* Exercise *
Copy out the line containing "Scan for flat" and each line after it, through the last one in the material, exactly as written.

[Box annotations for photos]

-- START --

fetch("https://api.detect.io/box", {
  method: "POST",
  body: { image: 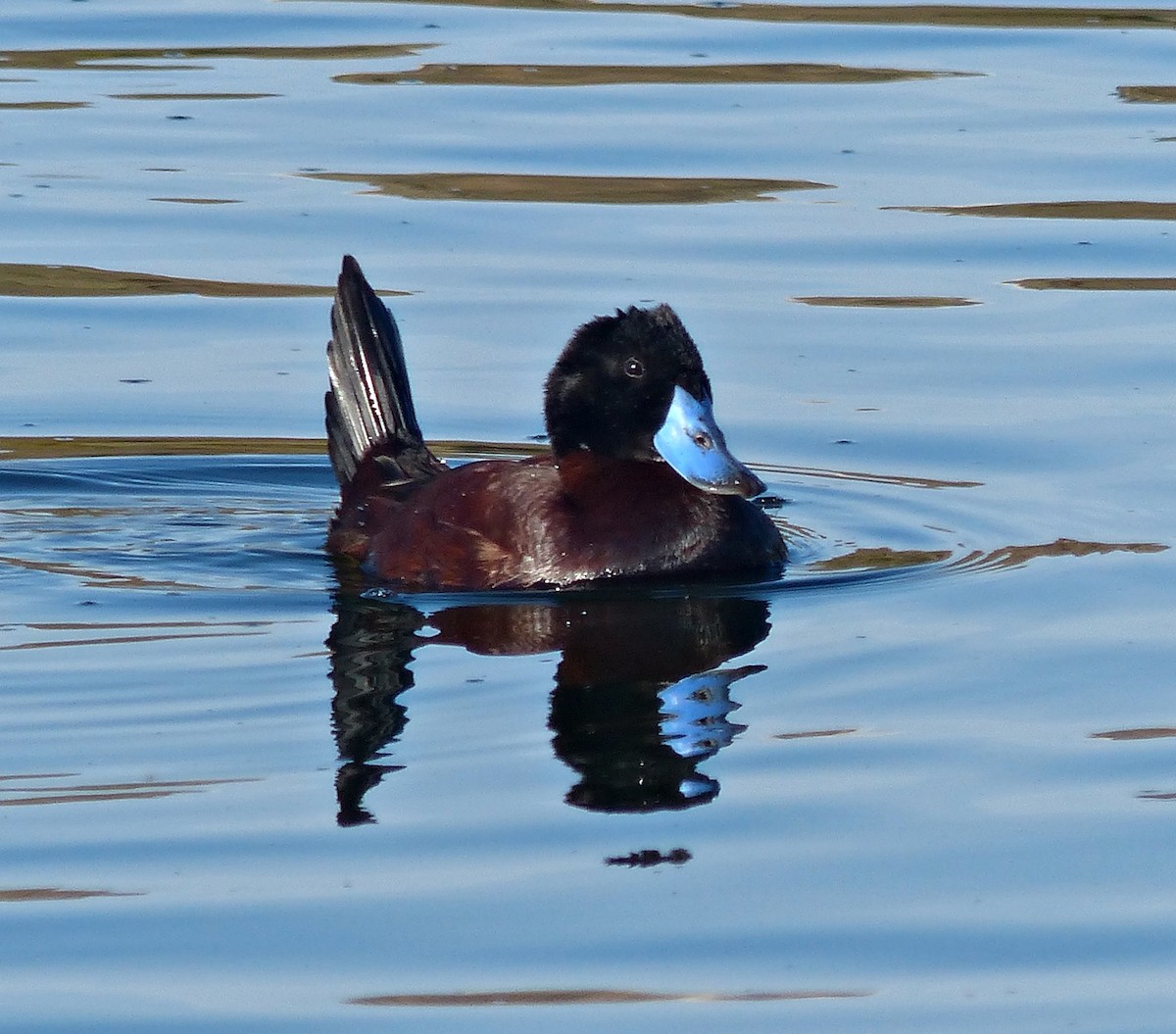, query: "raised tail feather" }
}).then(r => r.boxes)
[325,255,445,489]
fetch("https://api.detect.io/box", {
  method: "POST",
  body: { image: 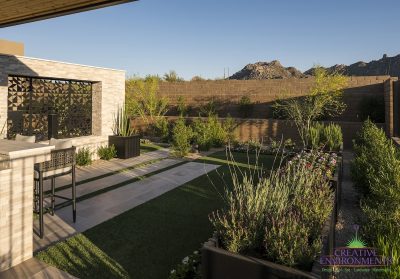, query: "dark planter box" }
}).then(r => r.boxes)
[108,135,140,159]
[201,238,318,279]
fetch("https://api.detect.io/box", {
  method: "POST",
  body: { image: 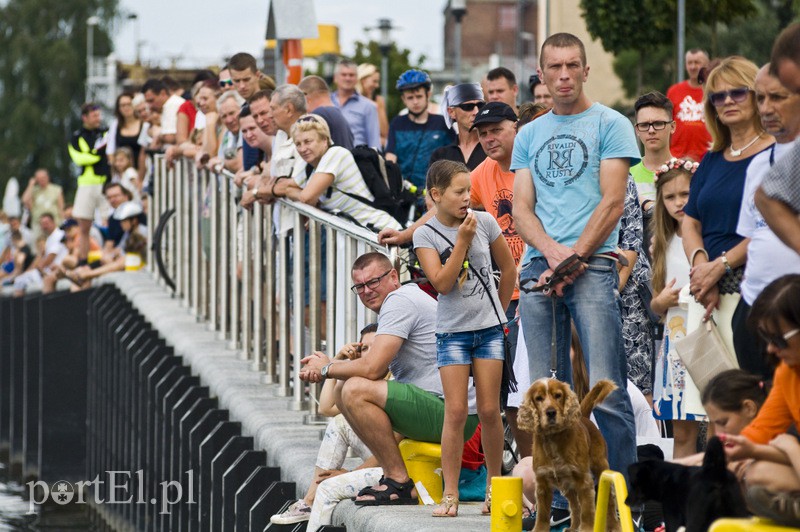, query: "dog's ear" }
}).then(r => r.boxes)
[703,436,728,482]
[563,384,581,421]
[517,387,539,433]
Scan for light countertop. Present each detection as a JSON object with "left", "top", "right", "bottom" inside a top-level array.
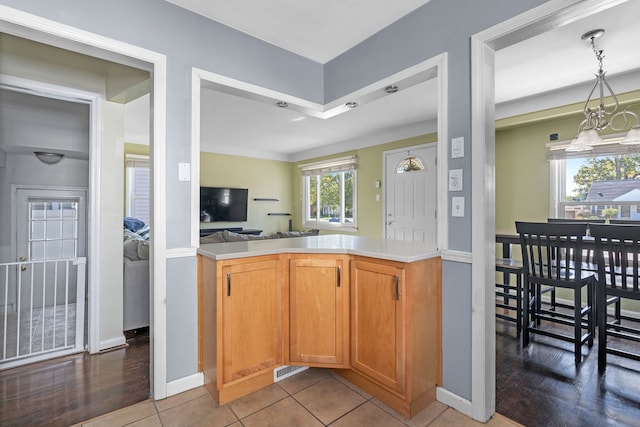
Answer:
[{"left": 198, "top": 234, "right": 440, "bottom": 262}]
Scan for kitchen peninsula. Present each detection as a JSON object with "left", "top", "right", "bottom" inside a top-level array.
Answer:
[{"left": 198, "top": 235, "right": 442, "bottom": 418}]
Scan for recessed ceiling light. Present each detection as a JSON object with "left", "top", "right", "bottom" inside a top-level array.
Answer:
[{"left": 384, "top": 85, "right": 399, "bottom": 93}]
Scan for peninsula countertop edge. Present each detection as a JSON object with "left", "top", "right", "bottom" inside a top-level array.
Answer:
[{"left": 198, "top": 234, "right": 440, "bottom": 263}]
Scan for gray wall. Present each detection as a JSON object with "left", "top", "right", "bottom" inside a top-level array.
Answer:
[{"left": 0, "top": 0, "right": 545, "bottom": 399}]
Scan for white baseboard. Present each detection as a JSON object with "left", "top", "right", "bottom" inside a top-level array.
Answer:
[
  {"left": 100, "top": 335, "right": 127, "bottom": 351},
  {"left": 436, "top": 387, "right": 471, "bottom": 417},
  {"left": 167, "top": 372, "right": 204, "bottom": 397}
]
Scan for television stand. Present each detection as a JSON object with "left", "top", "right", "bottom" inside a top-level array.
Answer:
[{"left": 200, "top": 227, "right": 262, "bottom": 237}]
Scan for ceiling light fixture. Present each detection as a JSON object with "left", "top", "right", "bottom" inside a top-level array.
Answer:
[
  {"left": 384, "top": 85, "right": 399, "bottom": 93},
  {"left": 566, "top": 29, "right": 640, "bottom": 151},
  {"left": 33, "top": 151, "right": 64, "bottom": 165}
]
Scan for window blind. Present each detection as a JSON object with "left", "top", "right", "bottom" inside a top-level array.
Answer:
[
  {"left": 547, "top": 134, "right": 640, "bottom": 160},
  {"left": 299, "top": 156, "right": 358, "bottom": 176},
  {"left": 124, "top": 154, "right": 151, "bottom": 169}
]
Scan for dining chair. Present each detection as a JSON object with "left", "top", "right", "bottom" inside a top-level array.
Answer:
[
  {"left": 516, "top": 221, "right": 595, "bottom": 365},
  {"left": 591, "top": 225, "right": 640, "bottom": 371}
]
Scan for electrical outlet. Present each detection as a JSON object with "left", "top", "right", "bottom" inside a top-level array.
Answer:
[{"left": 451, "top": 197, "right": 464, "bottom": 217}]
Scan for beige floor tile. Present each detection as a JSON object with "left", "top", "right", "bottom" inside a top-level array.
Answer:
[
  {"left": 278, "top": 368, "right": 329, "bottom": 394},
  {"left": 242, "top": 397, "right": 322, "bottom": 427},
  {"left": 487, "top": 414, "right": 523, "bottom": 427},
  {"left": 328, "top": 371, "right": 373, "bottom": 400},
  {"left": 127, "top": 414, "right": 162, "bottom": 427},
  {"left": 155, "top": 387, "right": 208, "bottom": 412},
  {"left": 82, "top": 400, "right": 157, "bottom": 427},
  {"left": 227, "top": 384, "right": 289, "bottom": 419},
  {"left": 293, "top": 378, "right": 365, "bottom": 424},
  {"left": 371, "top": 398, "right": 448, "bottom": 427},
  {"left": 330, "top": 402, "right": 405, "bottom": 427},
  {"left": 160, "top": 395, "right": 238, "bottom": 427},
  {"left": 429, "top": 408, "right": 485, "bottom": 427}
]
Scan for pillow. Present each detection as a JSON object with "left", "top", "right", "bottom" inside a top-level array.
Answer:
[
  {"left": 222, "top": 230, "right": 264, "bottom": 242},
  {"left": 278, "top": 228, "right": 320, "bottom": 239},
  {"left": 200, "top": 231, "right": 225, "bottom": 245},
  {"left": 124, "top": 237, "right": 140, "bottom": 261},
  {"left": 124, "top": 216, "right": 144, "bottom": 232},
  {"left": 122, "top": 228, "right": 137, "bottom": 240},
  {"left": 136, "top": 225, "right": 151, "bottom": 240},
  {"left": 137, "top": 240, "right": 149, "bottom": 259}
]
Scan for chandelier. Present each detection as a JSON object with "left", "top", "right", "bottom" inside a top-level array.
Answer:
[{"left": 566, "top": 29, "right": 640, "bottom": 151}]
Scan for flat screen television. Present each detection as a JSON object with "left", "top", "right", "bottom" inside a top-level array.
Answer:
[{"left": 200, "top": 187, "right": 249, "bottom": 222}]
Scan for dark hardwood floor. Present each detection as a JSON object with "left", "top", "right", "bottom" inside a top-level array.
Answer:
[
  {"left": 496, "top": 319, "right": 640, "bottom": 427},
  {"left": 0, "top": 331, "right": 150, "bottom": 426},
  {"left": 0, "top": 319, "right": 640, "bottom": 427}
]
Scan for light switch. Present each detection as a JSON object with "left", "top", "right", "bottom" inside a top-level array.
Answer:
[
  {"left": 451, "top": 136, "right": 464, "bottom": 159},
  {"left": 449, "top": 169, "right": 462, "bottom": 191},
  {"left": 451, "top": 197, "right": 464, "bottom": 217},
  {"left": 178, "top": 163, "right": 191, "bottom": 181}
]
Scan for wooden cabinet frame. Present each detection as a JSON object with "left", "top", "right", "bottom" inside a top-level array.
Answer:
[{"left": 198, "top": 253, "right": 442, "bottom": 418}]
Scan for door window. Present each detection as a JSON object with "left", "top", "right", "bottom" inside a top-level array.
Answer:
[{"left": 27, "top": 200, "right": 78, "bottom": 261}]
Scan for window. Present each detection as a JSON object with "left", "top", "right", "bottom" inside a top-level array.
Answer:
[
  {"left": 28, "top": 200, "right": 78, "bottom": 261},
  {"left": 549, "top": 139, "right": 640, "bottom": 220},
  {"left": 300, "top": 156, "right": 357, "bottom": 229},
  {"left": 125, "top": 154, "right": 151, "bottom": 224}
]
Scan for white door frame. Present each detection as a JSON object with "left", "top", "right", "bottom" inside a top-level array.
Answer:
[
  {"left": 470, "top": 0, "right": 626, "bottom": 421},
  {"left": 0, "top": 5, "right": 167, "bottom": 399},
  {"left": 382, "top": 142, "right": 440, "bottom": 242},
  {"left": 0, "top": 75, "right": 102, "bottom": 353}
]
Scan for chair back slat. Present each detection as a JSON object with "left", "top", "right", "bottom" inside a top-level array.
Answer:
[
  {"left": 591, "top": 224, "right": 640, "bottom": 299},
  {"left": 516, "top": 221, "right": 587, "bottom": 285}
]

-- END --

* Exercise output *
Scan for flat screen television. Present each detection as a JSON object with "left", "top", "right", "bottom" inside a top-level array.
Answer:
[{"left": 200, "top": 187, "right": 249, "bottom": 222}]
Scan for dark hardwood floor. Present each detection as a JSON object with "left", "top", "right", "bottom" inside a top-level array.
Answer:
[
  {"left": 496, "top": 319, "right": 640, "bottom": 427},
  {"left": 0, "top": 331, "right": 150, "bottom": 426},
  {"left": 0, "top": 319, "right": 640, "bottom": 427}
]
Scan for light switch. Present each detection as a JSON object with "left", "top", "right", "bottom" inside a top-level array.
Answer:
[
  {"left": 451, "top": 136, "right": 464, "bottom": 159},
  {"left": 449, "top": 169, "right": 462, "bottom": 191},
  {"left": 451, "top": 197, "right": 464, "bottom": 217},
  {"left": 178, "top": 163, "right": 191, "bottom": 181}
]
Scan for wooden cabinet frame. Present each detection as a JSON object with "left", "top", "right", "bottom" inside a top-level array.
Answer:
[{"left": 198, "top": 253, "right": 442, "bottom": 418}]
Scan for door window. Present each detection as a JSON object with "left", "top", "right", "bottom" inside a top-level array.
Answer:
[{"left": 27, "top": 200, "right": 78, "bottom": 261}]
Scan for window. Present each detection as a JSON object with "left", "top", "right", "bottom" inside a top-level array.
Answer:
[
  {"left": 28, "top": 200, "right": 78, "bottom": 261},
  {"left": 549, "top": 139, "right": 640, "bottom": 220},
  {"left": 300, "top": 156, "right": 357, "bottom": 229},
  {"left": 125, "top": 154, "right": 151, "bottom": 224}
]
Scan for white door frame. Present each detection as a JSON object with "left", "top", "right", "bottom" inside a top-level array.
Answer:
[
  {"left": 470, "top": 0, "right": 626, "bottom": 421},
  {"left": 0, "top": 5, "right": 167, "bottom": 399},
  {"left": 382, "top": 142, "right": 440, "bottom": 242},
  {"left": 0, "top": 75, "right": 102, "bottom": 353}
]
Scan for chair back slat. Present each detection as a JSON object with "left", "top", "right", "bottom" inside a top-level array.
Answer:
[
  {"left": 591, "top": 224, "right": 640, "bottom": 299},
  {"left": 516, "top": 221, "right": 587, "bottom": 285}
]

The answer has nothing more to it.